-- BEGIN Records supplied --

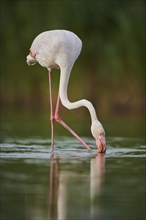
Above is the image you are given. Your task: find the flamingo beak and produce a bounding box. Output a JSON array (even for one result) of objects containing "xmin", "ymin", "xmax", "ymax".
[{"xmin": 96, "ymin": 135, "xmax": 106, "ymax": 153}]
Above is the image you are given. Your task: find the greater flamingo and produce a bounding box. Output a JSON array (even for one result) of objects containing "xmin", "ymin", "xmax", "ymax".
[{"xmin": 27, "ymin": 30, "xmax": 106, "ymax": 152}]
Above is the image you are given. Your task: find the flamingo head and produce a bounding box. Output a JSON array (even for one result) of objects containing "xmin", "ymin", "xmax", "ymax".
[
  {"xmin": 26, "ymin": 50, "xmax": 37, "ymax": 66},
  {"xmin": 91, "ymin": 120, "xmax": 106, "ymax": 153}
]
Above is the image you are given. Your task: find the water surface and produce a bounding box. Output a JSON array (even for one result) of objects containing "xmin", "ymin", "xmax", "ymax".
[{"xmin": 0, "ymin": 136, "xmax": 146, "ymax": 220}]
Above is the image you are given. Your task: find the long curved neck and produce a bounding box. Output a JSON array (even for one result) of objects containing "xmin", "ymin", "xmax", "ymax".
[{"xmin": 59, "ymin": 66, "xmax": 98, "ymax": 122}]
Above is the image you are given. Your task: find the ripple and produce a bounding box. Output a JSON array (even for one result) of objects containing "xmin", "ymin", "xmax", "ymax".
[{"xmin": 0, "ymin": 137, "xmax": 146, "ymax": 160}]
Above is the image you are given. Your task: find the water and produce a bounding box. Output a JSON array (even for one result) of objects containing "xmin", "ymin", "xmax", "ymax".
[{"xmin": 0, "ymin": 135, "xmax": 146, "ymax": 220}]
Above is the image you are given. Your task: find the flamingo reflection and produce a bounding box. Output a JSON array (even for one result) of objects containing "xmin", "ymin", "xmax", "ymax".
[{"xmin": 48, "ymin": 154, "xmax": 105, "ymax": 220}]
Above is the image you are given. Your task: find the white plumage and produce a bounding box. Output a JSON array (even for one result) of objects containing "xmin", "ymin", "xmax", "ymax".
[{"xmin": 27, "ymin": 30, "xmax": 106, "ymax": 152}]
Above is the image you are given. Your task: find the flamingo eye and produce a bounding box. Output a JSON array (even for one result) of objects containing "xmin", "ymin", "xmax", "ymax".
[{"xmin": 29, "ymin": 50, "xmax": 37, "ymax": 59}]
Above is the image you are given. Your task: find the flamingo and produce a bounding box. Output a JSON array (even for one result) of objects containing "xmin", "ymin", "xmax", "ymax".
[{"xmin": 26, "ymin": 30, "xmax": 106, "ymax": 152}]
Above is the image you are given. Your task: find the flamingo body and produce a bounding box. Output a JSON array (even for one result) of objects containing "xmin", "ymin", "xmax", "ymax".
[{"xmin": 27, "ymin": 30, "xmax": 106, "ymax": 152}]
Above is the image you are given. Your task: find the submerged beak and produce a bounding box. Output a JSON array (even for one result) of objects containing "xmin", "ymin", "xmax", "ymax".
[{"xmin": 96, "ymin": 135, "xmax": 106, "ymax": 153}]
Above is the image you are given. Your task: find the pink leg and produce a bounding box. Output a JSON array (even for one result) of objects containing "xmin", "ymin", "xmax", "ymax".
[
  {"xmin": 48, "ymin": 70, "xmax": 54, "ymax": 152},
  {"xmin": 54, "ymin": 95, "xmax": 91, "ymax": 150}
]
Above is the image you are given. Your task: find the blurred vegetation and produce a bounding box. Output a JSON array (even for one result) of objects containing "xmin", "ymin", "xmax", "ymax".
[{"xmin": 0, "ymin": 0, "xmax": 146, "ymax": 118}]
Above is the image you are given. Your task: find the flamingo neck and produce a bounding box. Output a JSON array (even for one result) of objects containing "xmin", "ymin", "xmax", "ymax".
[{"xmin": 59, "ymin": 68, "xmax": 98, "ymax": 123}]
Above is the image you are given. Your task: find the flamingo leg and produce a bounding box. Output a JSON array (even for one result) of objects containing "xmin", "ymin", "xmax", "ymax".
[
  {"xmin": 54, "ymin": 95, "xmax": 91, "ymax": 150},
  {"xmin": 48, "ymin": 69, "xmax": 54, "ymax": 152}
]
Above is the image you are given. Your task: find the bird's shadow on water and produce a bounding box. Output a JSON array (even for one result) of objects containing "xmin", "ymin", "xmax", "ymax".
[
  {"xmin": 1, "ymin": 137, "xmax": 146, "ymax": 220},
  {"xmin": 0, "ymin": 137, "xmax": 146, "ymax": 161},
  {"xmin": 48, "ymin": 153, "xmax": 105, "ymax": 220}
]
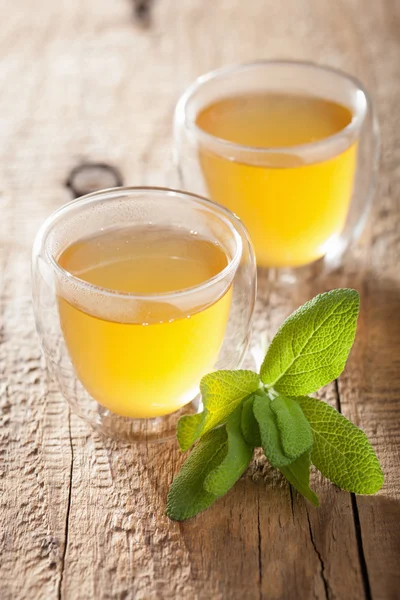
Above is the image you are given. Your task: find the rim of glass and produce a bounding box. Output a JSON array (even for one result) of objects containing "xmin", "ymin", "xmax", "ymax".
[
  {"xmin": 38, "ymin": 186, "xmax": 244, "ymax": 301},
  {"xmin": 176, "ymin": 60, "xmax": 372, "ymax": 154}
]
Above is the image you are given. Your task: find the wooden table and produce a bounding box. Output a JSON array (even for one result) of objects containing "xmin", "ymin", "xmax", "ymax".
[{"xmin": 0, "ymin": 0, "xmax": 400, "ymax": 600}]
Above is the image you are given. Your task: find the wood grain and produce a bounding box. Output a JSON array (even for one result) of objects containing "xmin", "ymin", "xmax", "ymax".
[{"xmin": 0, "ymin": 0, "xmax": 400, "ymax": 600}]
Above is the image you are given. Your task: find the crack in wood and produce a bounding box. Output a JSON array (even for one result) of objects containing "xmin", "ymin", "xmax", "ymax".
[
  {"xmin": 306, "ymin": 508, "xmax": 331, "ymax": 600},
  {"xmin": 335, "ymin": 379, "xmax": 372, "ymax": 600},
  {"xmin": 257, "ymin": 491, "xmax": 262, "ymax": 600},
  {"xmin": 65, "ymin": 163, "xmax": 124, "ymax": 198},
  {"xmin": 57, "ymin": 410, "xmax": 74, "ymax": 600},
  {"xmin": 350, "ymin": 494, "xmax": 372, "ymax": 600}
]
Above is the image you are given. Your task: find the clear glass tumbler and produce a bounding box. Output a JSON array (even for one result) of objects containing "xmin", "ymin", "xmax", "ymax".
[
  {"xmin": 174, "ymin": 61, "xmax": 379, "ymax": 280},
  {"xmin": 33, "ymin": 188, "xmax": 256, "ymax": 441}
]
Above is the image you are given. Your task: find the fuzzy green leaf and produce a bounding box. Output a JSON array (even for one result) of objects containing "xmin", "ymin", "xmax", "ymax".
[
  {"xmin": 177, "ymin": 371, "xmax": 260, "ymax": 450},
  {"xmin": 167, "ymin": 427, "xmax": 228, "ymax": 521},
  {"xmin": 241, "ymin": 395, "xmax": 261, "ymax": 448},
  {"xmin": 296, "ymin": 396, "xmax": 384, "ymax": 494},
  {"xmin": 260, "ymin": 289, "xmax": 360, "ymax": 396},
  {"xmin": 280, "ymin": 452, "xmax": 319, "ymax": 506},
  {"xmin": 204, "ymin": 406, "xmax": 254, "ymax": 498}
]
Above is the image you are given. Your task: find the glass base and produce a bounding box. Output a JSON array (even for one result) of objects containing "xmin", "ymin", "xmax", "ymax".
[{"xmin": 73, "ymin": 394, "xmax": 202, "ymax": 444}]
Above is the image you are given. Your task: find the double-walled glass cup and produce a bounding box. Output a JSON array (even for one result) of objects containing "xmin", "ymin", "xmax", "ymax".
[
  {"xmin": 33, "ymin": 188, "xmax": 256, "ymax": 441},
  {"xmin": 175, "ymin": 61, "xmax": 379, "ymax": 275}
]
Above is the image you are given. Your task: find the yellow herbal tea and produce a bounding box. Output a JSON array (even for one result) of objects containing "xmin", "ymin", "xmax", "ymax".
[
  {"xmin": 196, "ymin": 93, "xmax": 357, "ymax": 267},
  {"xmin": 58, "ymin": 227, "xmax": 231, "ymax": 417}
]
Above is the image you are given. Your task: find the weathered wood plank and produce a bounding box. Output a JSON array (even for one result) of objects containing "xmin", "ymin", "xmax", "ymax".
[{"xmin": 0, "ymin": 0, "xmax": 400, "ymax": 600}]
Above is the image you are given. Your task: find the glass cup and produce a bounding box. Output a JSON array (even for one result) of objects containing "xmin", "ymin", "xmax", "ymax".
[
  {"xmin": 32, "ymin": 188, "xmax": 256, "ymax": 441},
  {"xmin": 174, "ymin": 61, "xmax": 379, "ymax": 281}
]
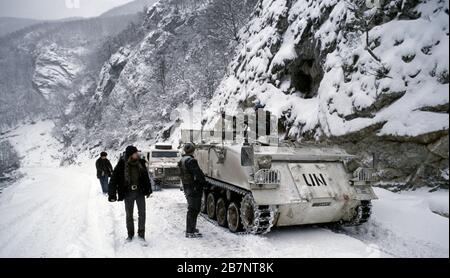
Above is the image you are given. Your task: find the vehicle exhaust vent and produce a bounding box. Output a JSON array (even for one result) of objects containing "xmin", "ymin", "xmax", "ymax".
[
  {"xmin": 255, "ymin": 169, "xmax": 281, "ymax": 184},
  {"xmin": 353, "ymin": 168, "xmax": 375, "ymax": 182}
]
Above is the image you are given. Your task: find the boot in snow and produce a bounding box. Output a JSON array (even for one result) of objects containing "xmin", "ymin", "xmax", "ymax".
[
  {"xmin": 186, "ymin": 232, "xmax": 203, "ymax": 238},
  {"xmin": 138, "ymin": 236, "xmax": 148, "ymax": 247}
]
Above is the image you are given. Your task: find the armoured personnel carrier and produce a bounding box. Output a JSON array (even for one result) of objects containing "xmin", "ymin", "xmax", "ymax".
[{"xmin": 182, "ymin": 112, "xmax": 377, "ymax": 234}]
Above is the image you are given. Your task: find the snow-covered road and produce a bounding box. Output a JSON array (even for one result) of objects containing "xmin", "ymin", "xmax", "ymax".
[{"xmin": 0, "ymin": 122, "xmax": 449, "ymax": 258}]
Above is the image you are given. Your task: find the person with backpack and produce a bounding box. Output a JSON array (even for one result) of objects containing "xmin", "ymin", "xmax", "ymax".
[
  {"xmin": 95, "ymin": 152, "xmax": 113, "ymax": 194},
  {"xmin": 108, "ymin": 146, "xmax": 152, "ymax": 243},
  {"xmin": 178, "ymin": 143, "xmax": 206, "ymax": 238}
]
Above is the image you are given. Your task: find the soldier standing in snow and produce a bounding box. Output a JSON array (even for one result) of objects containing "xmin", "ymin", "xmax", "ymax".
[
  {"xmin": 95, "ymin": 152, "xmax": 113, "ymax": 194},
  {"xmin": 178, "ymin": 143, "xmax": 206, "ymax": 238},
  {"xmin": 109, "ymin": 146, "xmax": 152, "ymax": 242}
]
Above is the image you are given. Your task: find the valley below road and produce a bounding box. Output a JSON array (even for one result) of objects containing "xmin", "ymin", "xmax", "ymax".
[{"xmin": 0, "ymin": 122, "xmax": 449, "ymax": 258}]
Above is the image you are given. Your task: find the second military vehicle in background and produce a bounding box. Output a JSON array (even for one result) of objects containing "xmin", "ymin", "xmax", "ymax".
[{"xmin": 145, "ymin": 144, "xmax": 181, "ymax": 187}]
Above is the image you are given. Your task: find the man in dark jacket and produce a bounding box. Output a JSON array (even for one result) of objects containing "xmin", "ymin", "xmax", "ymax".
[
  {"xmin": 95, "ymin": 152, "xmax": 113, "ymax": 194},
  {"xmin": 109, "ymin": 146, "xmax": 152, "ymax": 242},
  {"xmin": 178, "ymin": 143, "xmax": 206, "ymax": 238}
]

-- END Records supplied --

**Task to complete:**
Everything from the line with "find the soldier" through the last line of the material above should be echoed exactly, and nothing else.

**Answer for this exercise:**
Above is the image you are given. Your task: find the soldier standing in snow and produce a bounding box. Output a JSON array (even for one result) of objects containing "xmin", "ymin", "xmax", "ymax".
[
  {"xmin": 95, "ymin": 152, "xmax": 113, "ymax": 194},
  {"xmin": 178, "ymin": 143, "xmax": 206, "ymax": 238},
  {"xmin": 109, "ymin": 146, "xmax": 152, "ymax": 242}
]
Above is the image you are given. Your task: find the valley below road and produce a bounding box. Output a JSON array (even for one result) of objects containing "xmin", "ymin", "xmax", "ymax".
[{"xmin": 0, "ymin": 122, "xmax": 449, "ymax": 258}]
Above is the image you are given. Your task: find the second military vehicle in background and produce a bounding box. Output a JSON array (even for one result) of objects containing "xmin", "ymin", "xmax", "ymax".
[{"xmin": 145, "ymin": 144, "xmax": 181, "ymax": 187}]
Above is the image you are given. Your task: find the man in dark jacket and produce a bounding box. Output a JSON array (even for one result) of objects containing "xmin", "ymin", "xmax", "ymax".
[
  {"xmin": 95, "ymin": 152, "xmax": 113, "ymax": 194},
  {"xmin": 109, "ymin": 146, "xmax": 152, "ymax": 242},
  {"xmin": 178, "ymin": 143, "xmax": 206, "ymax": 238}
]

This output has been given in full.